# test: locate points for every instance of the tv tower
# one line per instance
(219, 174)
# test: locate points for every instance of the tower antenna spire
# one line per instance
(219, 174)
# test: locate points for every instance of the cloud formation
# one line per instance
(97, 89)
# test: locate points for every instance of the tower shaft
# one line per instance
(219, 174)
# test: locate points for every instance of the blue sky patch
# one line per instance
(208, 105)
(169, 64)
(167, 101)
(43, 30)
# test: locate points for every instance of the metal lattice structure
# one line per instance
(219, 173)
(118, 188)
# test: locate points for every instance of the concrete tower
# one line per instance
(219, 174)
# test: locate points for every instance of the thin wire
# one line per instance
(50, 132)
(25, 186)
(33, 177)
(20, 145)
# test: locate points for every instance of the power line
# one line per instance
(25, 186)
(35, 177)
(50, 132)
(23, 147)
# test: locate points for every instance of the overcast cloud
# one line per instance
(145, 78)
----------
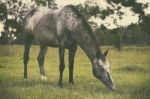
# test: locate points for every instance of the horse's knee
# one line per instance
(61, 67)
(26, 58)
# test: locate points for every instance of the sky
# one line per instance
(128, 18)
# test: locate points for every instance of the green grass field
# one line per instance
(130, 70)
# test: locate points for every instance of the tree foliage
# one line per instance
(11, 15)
----------
How many lines in the rows contain the word "cloud"? Give only the number.

2